§ **Data for processing**:
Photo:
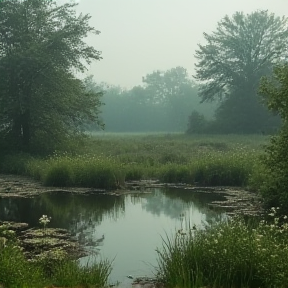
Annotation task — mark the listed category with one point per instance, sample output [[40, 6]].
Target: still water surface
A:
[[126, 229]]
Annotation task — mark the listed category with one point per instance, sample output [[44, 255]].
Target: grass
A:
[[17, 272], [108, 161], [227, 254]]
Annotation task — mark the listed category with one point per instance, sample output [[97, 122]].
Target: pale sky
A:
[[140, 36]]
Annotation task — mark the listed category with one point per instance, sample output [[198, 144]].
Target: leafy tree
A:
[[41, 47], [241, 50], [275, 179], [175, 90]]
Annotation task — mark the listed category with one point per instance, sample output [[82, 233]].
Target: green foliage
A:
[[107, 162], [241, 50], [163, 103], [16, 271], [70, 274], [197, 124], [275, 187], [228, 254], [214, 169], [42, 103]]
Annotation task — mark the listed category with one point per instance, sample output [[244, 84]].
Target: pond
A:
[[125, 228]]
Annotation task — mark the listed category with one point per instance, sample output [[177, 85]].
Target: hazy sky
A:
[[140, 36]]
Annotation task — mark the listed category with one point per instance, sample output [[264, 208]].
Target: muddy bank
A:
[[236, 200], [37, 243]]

§ **Exercise requirements**:
Beginning at the line that holds "output [[264, 208]].", write out word for word each line through the end of the records.

§ **Response**:
Annotation task — mark the listed category with one point per instance, sample output [[264, 208]].
Target: muddy bank
A:
[[236, 200], [37, 243]]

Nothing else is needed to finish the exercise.